PROBLEM TO WORK ON:
Reproduce the records below exactly, leaving out any pictures.

--- Start of WORKING DATA ---

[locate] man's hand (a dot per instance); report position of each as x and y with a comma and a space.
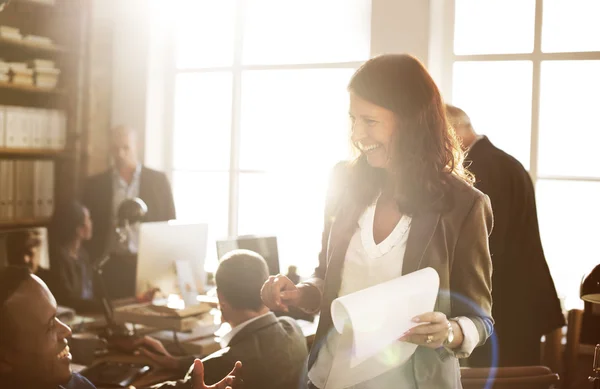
229, 382
155, 351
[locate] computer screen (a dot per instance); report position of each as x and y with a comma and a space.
161, 245
266, 246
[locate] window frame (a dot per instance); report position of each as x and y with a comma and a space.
236, 69
536, 57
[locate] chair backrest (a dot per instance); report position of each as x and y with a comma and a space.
527, 377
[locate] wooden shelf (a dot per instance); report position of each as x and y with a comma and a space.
35, 3
30, 47
30, 89
4, 225
42, 153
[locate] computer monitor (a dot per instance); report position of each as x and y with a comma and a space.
16, 236
266, 246
161, 246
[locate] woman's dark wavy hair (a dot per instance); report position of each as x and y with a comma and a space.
427, 154
68, 216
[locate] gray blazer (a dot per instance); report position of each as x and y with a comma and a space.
453, 242
272, 351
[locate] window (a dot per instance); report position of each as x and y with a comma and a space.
260, 115
526, 72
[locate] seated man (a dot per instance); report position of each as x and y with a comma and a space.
34, 351
273, 350
33, 342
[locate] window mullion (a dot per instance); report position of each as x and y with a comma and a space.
236, 108
535, 98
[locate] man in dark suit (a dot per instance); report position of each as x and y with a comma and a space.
34, 350
526, 305
127, 179
272, 350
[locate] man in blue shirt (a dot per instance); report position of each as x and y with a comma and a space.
34, 350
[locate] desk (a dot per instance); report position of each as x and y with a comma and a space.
202, 347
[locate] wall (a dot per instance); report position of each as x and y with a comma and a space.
400, 26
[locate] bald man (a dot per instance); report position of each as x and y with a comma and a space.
127, 179
526, 305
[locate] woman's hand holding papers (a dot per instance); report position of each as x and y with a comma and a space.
434, 331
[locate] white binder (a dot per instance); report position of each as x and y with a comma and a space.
13, 127
2, 127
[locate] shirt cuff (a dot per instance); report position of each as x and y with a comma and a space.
470, 337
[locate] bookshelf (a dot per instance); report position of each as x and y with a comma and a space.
44, 128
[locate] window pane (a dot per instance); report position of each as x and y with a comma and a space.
264, 208
205, 33
497, 98
202, 121
569, 128
494, 26
569, 238
294, 119
204, 197
308, 31
571, 26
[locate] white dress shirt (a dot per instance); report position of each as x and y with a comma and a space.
225, 339
367, 264
121, 192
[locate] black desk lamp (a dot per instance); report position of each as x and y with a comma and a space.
590, 292
130, 211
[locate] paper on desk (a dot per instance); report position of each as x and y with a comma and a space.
379, 315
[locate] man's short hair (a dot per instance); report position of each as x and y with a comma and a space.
240, 277
456, 113
11, 278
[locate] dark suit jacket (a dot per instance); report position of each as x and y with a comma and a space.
155, 190
77, 382
67, 280
526, 305
454, 243
272, 351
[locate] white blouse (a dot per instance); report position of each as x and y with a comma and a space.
367, 264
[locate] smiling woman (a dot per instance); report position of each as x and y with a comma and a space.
405, 203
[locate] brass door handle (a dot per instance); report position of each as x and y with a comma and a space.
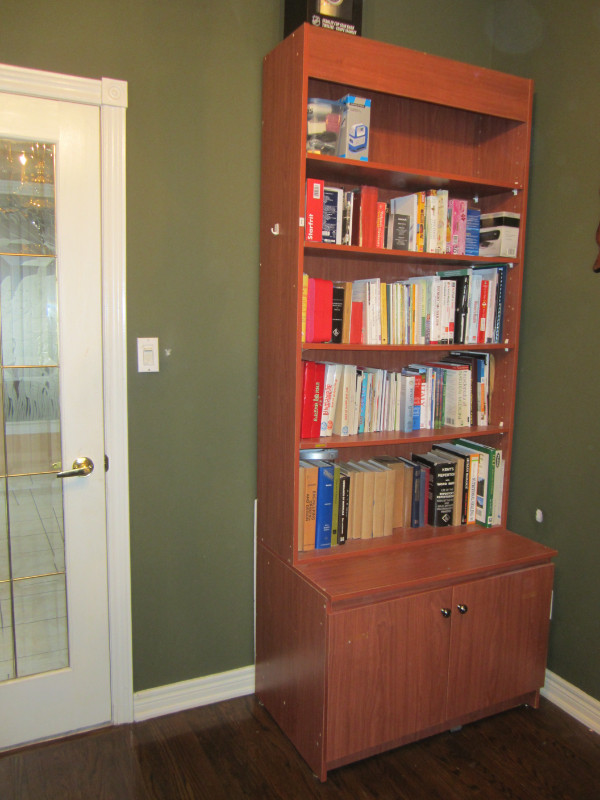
81, 467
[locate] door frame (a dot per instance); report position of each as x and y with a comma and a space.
110, 96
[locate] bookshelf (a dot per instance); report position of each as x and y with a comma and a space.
378, 642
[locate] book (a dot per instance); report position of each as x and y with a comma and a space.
381, 224
308, 502
398, 232
337, 312
406, 205
313, 228
344, 408
301, 506
440, 487
461, 486
442, 220
485, 481
472, 232
415, 491
403, 483
335, 510
457, 224
343, 504
355, 499
324, 510
319, 310
308, 389
332, 215
368, 217
471, 476
304, 306
331, 387
490, 459
431, 221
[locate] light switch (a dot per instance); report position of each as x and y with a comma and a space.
148, 355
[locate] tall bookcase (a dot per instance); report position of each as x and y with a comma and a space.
375, 643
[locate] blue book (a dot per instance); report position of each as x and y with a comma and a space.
473, 225
324, 514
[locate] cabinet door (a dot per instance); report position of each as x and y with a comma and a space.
499, 641
388, 672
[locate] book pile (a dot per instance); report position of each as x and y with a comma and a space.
456, 483
347, 399
463, 306
426, 222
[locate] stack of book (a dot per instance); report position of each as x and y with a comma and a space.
464, 306
347, 399
456, 483
427, 221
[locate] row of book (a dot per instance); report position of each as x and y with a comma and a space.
456, 483
427, 221
347, 399
463, 306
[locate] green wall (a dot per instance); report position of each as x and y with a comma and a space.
557, 438
193, 160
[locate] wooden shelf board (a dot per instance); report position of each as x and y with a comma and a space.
380, 574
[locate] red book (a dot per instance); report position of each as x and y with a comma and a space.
356, 324
308, 390
309, 335
313, 230
317, 400
380, 233
323, 308
368, 216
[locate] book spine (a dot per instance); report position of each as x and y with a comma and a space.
314, 210
324, 510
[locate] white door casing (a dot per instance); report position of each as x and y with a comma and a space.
108, 99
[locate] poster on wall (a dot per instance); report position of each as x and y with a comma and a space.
338, 15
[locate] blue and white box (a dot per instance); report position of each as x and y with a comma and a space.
355, 128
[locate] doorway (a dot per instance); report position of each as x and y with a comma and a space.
50, 639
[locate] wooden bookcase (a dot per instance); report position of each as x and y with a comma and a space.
379, 642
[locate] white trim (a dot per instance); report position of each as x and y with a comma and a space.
51, 85
574, 701
112, 121
191, 694
111, 96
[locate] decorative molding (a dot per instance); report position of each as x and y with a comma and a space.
574, 701
114, 315
191, 694
50, 85
114, 93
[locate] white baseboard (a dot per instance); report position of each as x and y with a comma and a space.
240, 682
190, 694
576, 703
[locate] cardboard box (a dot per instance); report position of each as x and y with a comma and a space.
355, 128
337, 15
323, 120
499, 234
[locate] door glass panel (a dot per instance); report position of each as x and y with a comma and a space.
33, 617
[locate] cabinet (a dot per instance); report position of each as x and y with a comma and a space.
362, 647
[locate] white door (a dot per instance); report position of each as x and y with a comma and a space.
54, 653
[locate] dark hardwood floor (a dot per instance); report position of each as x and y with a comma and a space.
234, 750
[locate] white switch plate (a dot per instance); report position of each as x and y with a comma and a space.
148, 355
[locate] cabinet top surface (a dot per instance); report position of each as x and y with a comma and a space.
416, 568
379, 66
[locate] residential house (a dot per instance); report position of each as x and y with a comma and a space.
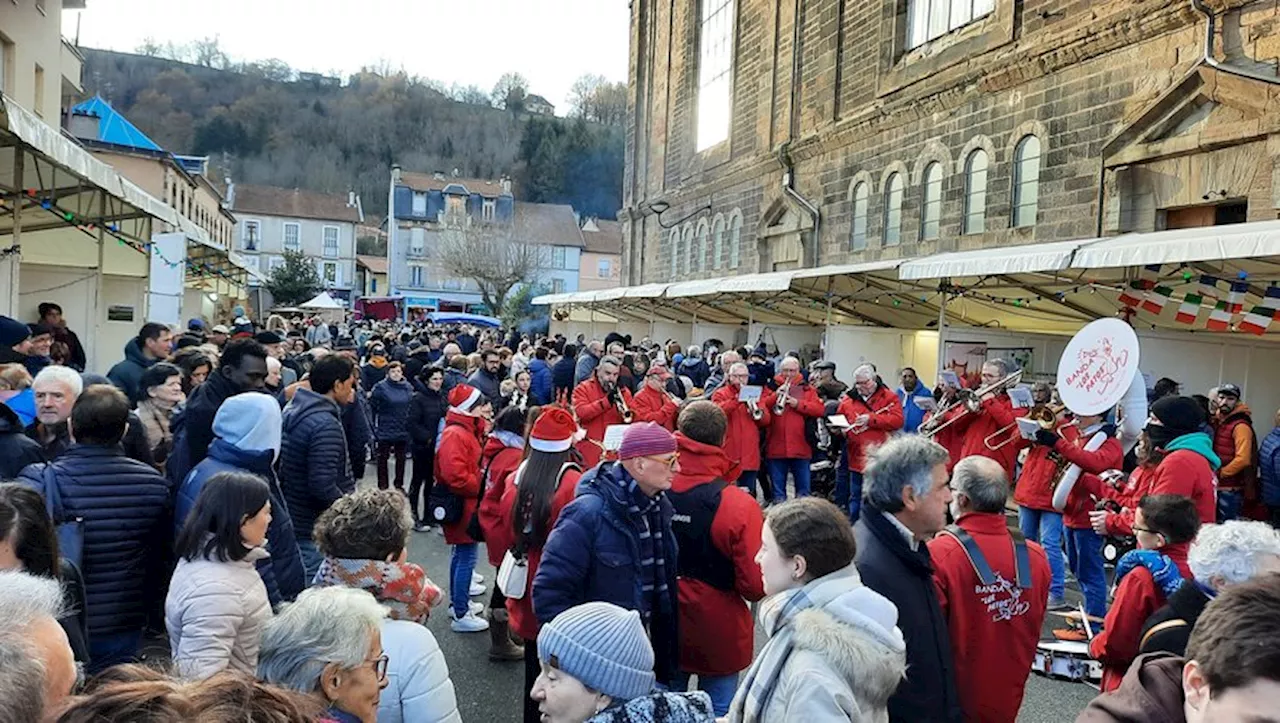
602, 255
320, 225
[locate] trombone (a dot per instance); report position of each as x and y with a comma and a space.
972, 402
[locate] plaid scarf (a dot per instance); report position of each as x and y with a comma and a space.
653, 562
402, 586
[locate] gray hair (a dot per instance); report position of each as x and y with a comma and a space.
324, 625
1229, 553
908, 460
983, 481
60, 375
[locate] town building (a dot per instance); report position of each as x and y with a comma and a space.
321, 227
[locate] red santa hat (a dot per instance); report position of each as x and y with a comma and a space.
553, 431
464, 398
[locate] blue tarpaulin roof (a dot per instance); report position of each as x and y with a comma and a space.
114, 128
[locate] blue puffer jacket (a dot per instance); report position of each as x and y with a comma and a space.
1269, 467
282, 573
315, 468
389, 405
127, 512
593, 554
540, 381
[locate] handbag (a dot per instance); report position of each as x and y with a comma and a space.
513, 576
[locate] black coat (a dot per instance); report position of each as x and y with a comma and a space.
128, 518
888, 566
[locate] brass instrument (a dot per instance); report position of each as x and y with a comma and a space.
972, 402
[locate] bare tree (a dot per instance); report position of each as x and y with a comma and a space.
492, 256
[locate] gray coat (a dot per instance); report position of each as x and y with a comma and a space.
215, 612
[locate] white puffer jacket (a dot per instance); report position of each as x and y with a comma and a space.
215, 612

--- End of WORKING DATA ---

CORRECT ANSWER:
[locate] man's hand (a dot per instance); report position of each as x and y with a comma and a space.
229, 382
155, 351
[locate] computer screen (a dot per instance); report position of each as x and y with a comma and a space.
161, 245
266, 246
[locate] window frame (a dot per instance); report position of each as x and y with a comma and a space.
236, 69
536, 57
[locate] chair backrest (a dot per instance); report position of each as x and y with a comma and a space.
527, 377
[locate] wooden shelf (a dot per instance); report position of each as x and y with a comma and a space.
35, 3
30, 47
30, 89
4, 225
42, 153
[locate] computer monitor (a dot per instance); report position of each as x and y with a comma and a space.
16, 236
266, 246
161, 246
[locate] woman's dark wavy hair (a dot per instance); report position of each as x and y with a comma and a space.
427, 154
68, 216
[locate] gray blazer (a dot per instance); report position of each as x and y with a comma and a space.
453, 242
272, 351
[locate] window (a dot per instance); report position of each as x and y with a comma and a space.
260, 115
526, 72
[locate] seated man (a dot per instance); report position of each as x and y with a comma and a space.
34, 351
273, 350
33, 342
[locate] window mullion (a dot per instance); report position of each as x and y with a comma and a space.
236, 108
535, 98
[locate] man in dark suit (a dot per instance); report position of each as x and y with a comma and a space.
34, 350
526, 305
127, 179
272, 350
[locate] man in blue shirt (a dot per instance); report position of each as x and y with a comma and a space.
34, 350
[locate] desk (a dot per instance); report position of each as x and y with a comma and a space.
202, 347
[locate] wall (a dot per instance); report position of each as x and y with a comma and a space.
400, 26
[locate] bald man (a dot per instance); report position of each as x and y with a comma and a space.
127, 179
526, 305
[locate] woman's hand holding papers (a dot per instance); report position of each as x and y with a comma and a space.
434, 331
[locate] white binder (a dot per instance); report position of each as x and y with a comma and a space.
13, 127
2, 127
[locate] shirt cuff (a dot per instance); report position of each as x and y with a comma and a space.
470, 337
[locate] bookshelf (a dot per instance); report position of each as x and y with a comma and a space.
44, 128
[locate] window pane (a dot per instance); report position of each as x and y with a comma and a space.
264, 208
205, 33
497, 98
202, 121
569, 128
494, 26
569, 238
294, 119
204, 197
308, 31
571, 26
[locate] white dress shirt (a dot per instance); report position of each as x and y with a comma and a space.
225, 339
367, 264
121, 192
[locate] black desk lamp (a dot per instance); report position of each as x and y with a comma and a space.
590, 292
130, 211
[locate] paper on desk (a dot per instance); report position of each as x and y with a comma and a space.
379, 315
[locate] man's short hair (a dot per instance); report position of each as x and y with a comma and a space.
240, 277
456, 113
11, 278
[locate] dark suit jacket (a dot per instance); report position of each as x and y with a comma and a space.
155, 190
77, 382
67, 280
526, 305
454, 243
272, 351
[locate] white blouse (a dot per instance); report position of each as x and y with a comma and a space.
367, 264
[locate] smiling woman (a dot per instance); report position of each as x and y with a comma and a space.
405, 203
[locate] brass door handle (a dot per instance); report position of each as x and y with a comma and a space.
81, 467
[locate] door frame (a dot per instance); report position of each as x and y with a comma and a space.
110, 96
[locate] bookshelf (a dot per instance); report position of each as x and y with a comma and a space.
378, 642
[locate] book (a dot per instance); report position of each as x and y with a comma and a space.
381, 224
308, 502
398, 232
337, 312
406, 205
313, 228
344, 408
301, 506
440, 487
461, 486
442, 220
485, 481
472, 232
415, 491
403, 483
335, 510
457, 224
343, 504
355, 499
324, 510
319, 310
308, 389
332, 215
368, 217
471, 476
304, 306
331, 387
490, 459
431, 221
[locate] light switch (a dot per instance); report position of each as x and y with a comma and a space.
148, 355
[locate] tall bookcase (a dot per instance); report position of each as x and y with a comma and a space.
375, 643
[locate] blue book (a dot per instance); report position of each as x and y with a comma and a space.
473, 225
324, 514
[locate] cabinet door (a dot per instance); report position of each as x and y with a comma and a space.
499, 641
388, 672
[locate] book pile (a dot per instance); report position of each as x and y with a comma and a space.
456, 483
347, 399
463, 306
426, 222
[locate] stack of book (a dot per instance); report position of each as x and y with a comma and a space.
464, 306
347, 399
456, 483
427, 221
[locate] row of book (a dot per instance); report position of each as x and y with a comma and a space.
456, 483
427, 221
347, 399
463, 306
[locate] green wall (a dot per instance); report position of each as x and y with a comma and a space.
557, 438
193, 160
[locate] wooden shelf board (a dot per instance); report position of each as x and y with a comma and a space.
380, 574
[locate] red book (a dot per instance); report position of each as x and y with a comma and a space.
356, 324
308, 390
309, 335
313, 230
317, 400
380, 233
323, 308
368, 216
[locate] book spine (a dot per instance); report position of each as x and y with a comma and a space.
314, 210
324, 510
[locate] white door casing (a dot per instance); report position of each as x and y with a comma and a space.
108, 99
[locate] poster on wall (a dot per instance); report position of each as x and y with a comma and a space.
338, 15
[locate] blue and white box (a dot per instance); report position of each as x and y with a comma and a space.
355, 128
[locate] doorway (a dot per instance); report position of each as x and y with a comma and a space.
50, 639
[locate] wooden bookcase (a dot per instance); report position of each as x and y with a comma and a space.
379, 642
[locate] white trim (a dot per instance); report position of each as x and y with a comma and a space.
51, 85
574, 701
112, 121
191, 694
111, 96
[locate] decorative molding (a dot per instance); report position of each as x and y with a comma and a space.
574, 701
114, 315
191, 694
50, 85
114, 93
[locate] white baseboard (a dot per instance); report position of each as x and y with a comma and a space.
240, 682
190, 694
576, 703
[locate] cardboard box (a dot per instance); report position of each as x and y with a comma and a space.
355, 128
337, 15
323, 120
499, 234
[locate] door glass panel (a dot per instance); report position of each as x and y with a comma and a space.
33, 617
[locate] cabinet (a dot per instance); report position of each as x and y with a comma and a space.
362, 647
[locate] white door (a dot per instance); report position of each as x and y with a comma and a space.
54, 653
[locate] dark hardwood floor (a dot per instance); report position of each as x and y with a comma and a space.
234, 750
[locate] white switch plate (a dot per instance); report position of each as x and y with a comma and a space.
148, 355
[locate] cabinet top surface (a dot per instance); report position of each as x and y with a comma and a space.
416, 568
379, 66
[locate] residential house (a dot per instance); report position of each as x and y with a comma and a space.
602, 255
320, 225
[locate] trombone (a dot per instance); report position of each as x and y with a comma and a space.
972, 402
[locate] plaid scarf (a dot per instance); report position of each as x and y with a comma and a space.
653, 562
402, 586
[locate] gray hair (a dot per instance); report position of each as x and y with a comma and a space.
324, 625
1229, 553
908, 460
983, 481
60, 375
[locate] town building (a dot per instance); report position of each as x and y with a comma and a space.
321, 227
[locate] red santa hat (a dot per instance); report position of each as x and y with a comma and a space.
553, 431
464, 398
[locate] blue tarpaulin roof (a dot per instance); report position of each as x and y with a comma and a space.
114, 128
[locate] blue puffer jacket (a dot per instance); report position of each as x and y with a comma and a space.
1269, 467
282, 573
315, 468
389, 405
127, 512
593, 554
540, 381
[locate] handbag (a dot per instance); report position of each as x and y with a comma and a space.
513, 576
[locate] black coat (a dot per instance); report position of each as x and y with a comma and a space.
128, 518
888, 566
[locate] brass instrument (a dot per instance); report position of each as x and y with a comma and a space.
972, 402
[locate] bare tree (a dot per instance); report position of each as x and y with a comma and a space.
492, 256
[locate] gray coat (a dot per instance); report position of each as x and y with a comma and a space.
215, 612
[locate] white puffer jacket (a dot per instance); report position of each as x and y with a comma and a space.
215, 612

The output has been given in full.